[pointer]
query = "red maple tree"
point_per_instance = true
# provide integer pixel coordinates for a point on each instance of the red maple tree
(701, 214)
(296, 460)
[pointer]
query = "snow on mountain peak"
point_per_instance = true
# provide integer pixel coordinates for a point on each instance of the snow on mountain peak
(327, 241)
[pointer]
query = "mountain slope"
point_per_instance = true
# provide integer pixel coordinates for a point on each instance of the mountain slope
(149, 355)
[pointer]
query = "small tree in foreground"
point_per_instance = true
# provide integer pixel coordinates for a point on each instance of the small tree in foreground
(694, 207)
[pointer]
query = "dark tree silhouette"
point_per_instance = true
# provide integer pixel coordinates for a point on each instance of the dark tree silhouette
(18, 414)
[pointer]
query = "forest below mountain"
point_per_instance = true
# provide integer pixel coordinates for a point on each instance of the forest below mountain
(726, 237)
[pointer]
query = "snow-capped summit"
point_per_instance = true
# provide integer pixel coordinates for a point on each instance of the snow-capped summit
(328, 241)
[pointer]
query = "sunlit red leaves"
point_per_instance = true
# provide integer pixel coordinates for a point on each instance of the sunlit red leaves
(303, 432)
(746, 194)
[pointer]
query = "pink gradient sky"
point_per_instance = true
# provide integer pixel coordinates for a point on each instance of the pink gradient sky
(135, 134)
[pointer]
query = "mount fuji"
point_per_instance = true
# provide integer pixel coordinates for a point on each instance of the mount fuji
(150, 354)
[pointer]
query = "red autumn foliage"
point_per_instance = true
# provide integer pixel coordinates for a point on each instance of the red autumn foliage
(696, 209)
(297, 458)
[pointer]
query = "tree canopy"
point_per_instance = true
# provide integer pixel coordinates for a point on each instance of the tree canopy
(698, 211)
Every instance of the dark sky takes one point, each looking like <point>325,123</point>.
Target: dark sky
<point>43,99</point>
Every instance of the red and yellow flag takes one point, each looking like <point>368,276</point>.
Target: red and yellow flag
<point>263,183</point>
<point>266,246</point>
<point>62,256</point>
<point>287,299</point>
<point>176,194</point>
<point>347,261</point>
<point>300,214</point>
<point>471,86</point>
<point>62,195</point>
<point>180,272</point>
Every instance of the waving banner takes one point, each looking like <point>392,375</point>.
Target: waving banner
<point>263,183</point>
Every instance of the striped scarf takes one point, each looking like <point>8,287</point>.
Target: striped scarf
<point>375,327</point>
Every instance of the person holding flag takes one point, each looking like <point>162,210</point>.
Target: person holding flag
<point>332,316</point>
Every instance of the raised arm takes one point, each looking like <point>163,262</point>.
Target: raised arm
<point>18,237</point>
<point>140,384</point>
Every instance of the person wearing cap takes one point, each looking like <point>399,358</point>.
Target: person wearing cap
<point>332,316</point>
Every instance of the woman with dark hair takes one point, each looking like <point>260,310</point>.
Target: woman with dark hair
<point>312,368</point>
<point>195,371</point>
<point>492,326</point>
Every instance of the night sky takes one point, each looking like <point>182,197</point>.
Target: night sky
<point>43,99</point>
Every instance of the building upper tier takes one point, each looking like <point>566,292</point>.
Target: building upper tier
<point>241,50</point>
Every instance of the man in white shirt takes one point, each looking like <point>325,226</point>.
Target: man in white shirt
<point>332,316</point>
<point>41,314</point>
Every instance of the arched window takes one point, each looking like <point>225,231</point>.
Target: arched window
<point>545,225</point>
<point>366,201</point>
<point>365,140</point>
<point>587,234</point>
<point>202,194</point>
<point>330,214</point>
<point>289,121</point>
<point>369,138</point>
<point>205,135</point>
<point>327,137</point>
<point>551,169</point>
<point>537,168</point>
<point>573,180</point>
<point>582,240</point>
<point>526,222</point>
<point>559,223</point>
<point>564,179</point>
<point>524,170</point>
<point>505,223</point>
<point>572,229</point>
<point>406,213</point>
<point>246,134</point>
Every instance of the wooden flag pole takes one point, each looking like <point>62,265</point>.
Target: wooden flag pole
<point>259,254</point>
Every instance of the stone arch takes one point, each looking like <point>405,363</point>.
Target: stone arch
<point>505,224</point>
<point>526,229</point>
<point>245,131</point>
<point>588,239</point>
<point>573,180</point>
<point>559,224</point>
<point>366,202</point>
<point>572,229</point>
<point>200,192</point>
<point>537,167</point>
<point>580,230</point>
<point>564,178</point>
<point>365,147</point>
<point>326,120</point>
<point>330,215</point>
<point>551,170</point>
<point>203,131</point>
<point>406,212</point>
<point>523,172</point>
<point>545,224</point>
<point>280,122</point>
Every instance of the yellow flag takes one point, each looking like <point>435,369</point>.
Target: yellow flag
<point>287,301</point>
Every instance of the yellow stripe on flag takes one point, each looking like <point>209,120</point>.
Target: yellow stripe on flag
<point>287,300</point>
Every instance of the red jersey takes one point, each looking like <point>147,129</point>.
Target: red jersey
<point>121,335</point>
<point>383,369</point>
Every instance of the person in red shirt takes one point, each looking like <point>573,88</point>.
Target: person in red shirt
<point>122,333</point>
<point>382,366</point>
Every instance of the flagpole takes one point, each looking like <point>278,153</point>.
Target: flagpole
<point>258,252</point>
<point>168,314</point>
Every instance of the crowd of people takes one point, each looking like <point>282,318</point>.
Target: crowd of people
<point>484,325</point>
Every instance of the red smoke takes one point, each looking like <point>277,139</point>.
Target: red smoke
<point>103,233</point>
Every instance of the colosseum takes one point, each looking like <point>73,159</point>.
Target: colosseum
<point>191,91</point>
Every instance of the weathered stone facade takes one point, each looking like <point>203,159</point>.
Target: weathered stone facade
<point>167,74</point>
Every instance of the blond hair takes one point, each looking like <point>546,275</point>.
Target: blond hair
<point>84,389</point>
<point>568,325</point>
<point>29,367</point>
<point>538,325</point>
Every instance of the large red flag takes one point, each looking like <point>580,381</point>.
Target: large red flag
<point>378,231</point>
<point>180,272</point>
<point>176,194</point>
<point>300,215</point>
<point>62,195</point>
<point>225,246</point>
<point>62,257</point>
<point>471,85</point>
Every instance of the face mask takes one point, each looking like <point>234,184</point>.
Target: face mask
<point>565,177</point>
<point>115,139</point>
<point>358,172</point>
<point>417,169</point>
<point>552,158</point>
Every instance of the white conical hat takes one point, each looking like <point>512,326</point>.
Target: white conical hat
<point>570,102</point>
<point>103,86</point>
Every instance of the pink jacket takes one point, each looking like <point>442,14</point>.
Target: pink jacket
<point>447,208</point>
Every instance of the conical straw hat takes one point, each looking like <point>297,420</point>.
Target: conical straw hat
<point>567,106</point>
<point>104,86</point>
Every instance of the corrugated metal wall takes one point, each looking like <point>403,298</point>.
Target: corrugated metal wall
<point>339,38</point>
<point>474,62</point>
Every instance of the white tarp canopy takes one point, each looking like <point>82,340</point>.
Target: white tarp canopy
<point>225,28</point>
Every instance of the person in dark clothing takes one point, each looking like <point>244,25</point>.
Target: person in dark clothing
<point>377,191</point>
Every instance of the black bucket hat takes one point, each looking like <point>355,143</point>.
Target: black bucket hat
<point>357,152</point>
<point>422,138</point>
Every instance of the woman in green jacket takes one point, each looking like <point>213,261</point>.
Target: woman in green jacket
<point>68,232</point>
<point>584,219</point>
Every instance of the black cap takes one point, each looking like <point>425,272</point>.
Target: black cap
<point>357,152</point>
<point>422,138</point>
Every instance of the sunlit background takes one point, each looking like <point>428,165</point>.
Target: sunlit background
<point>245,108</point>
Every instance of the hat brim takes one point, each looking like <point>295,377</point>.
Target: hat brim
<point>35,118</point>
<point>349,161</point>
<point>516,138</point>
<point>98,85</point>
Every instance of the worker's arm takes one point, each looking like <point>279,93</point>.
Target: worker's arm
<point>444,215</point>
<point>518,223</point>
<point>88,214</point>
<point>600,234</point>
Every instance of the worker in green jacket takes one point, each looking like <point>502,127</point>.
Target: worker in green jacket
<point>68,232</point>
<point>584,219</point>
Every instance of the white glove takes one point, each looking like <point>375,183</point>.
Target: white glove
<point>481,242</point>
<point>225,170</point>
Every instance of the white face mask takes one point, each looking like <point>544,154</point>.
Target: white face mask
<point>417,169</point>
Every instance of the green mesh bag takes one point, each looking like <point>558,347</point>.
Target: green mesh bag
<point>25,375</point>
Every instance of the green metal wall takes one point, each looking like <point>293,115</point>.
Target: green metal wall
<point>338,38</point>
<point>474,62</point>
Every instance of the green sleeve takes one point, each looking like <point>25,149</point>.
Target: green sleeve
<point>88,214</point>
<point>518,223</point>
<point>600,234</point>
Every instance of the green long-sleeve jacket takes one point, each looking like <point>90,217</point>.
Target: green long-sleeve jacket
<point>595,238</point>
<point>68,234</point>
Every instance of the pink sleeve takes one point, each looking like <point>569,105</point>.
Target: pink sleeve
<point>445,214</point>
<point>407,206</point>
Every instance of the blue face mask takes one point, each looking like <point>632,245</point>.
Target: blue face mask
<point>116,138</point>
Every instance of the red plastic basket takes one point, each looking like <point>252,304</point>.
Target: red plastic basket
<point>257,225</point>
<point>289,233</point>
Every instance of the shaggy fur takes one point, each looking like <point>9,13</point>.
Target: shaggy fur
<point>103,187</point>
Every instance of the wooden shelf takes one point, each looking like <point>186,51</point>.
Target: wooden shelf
________________________________________
* _Assigned task_
Take from the listing above each line containing "query".

* _Task solution_
query = "red maple tree"
query = "snow on mountain peak"
query = "mountain slope"
query = "small tree in foreground"
query = "dark tree silhouette"
query = "forest below mountain"
query = "snow-capped summit"
query = "sunlit red leaves"
query = "pink gradient sky"
query = "mount fuji"
query = "red autumn foliage"
query = "tree canopy"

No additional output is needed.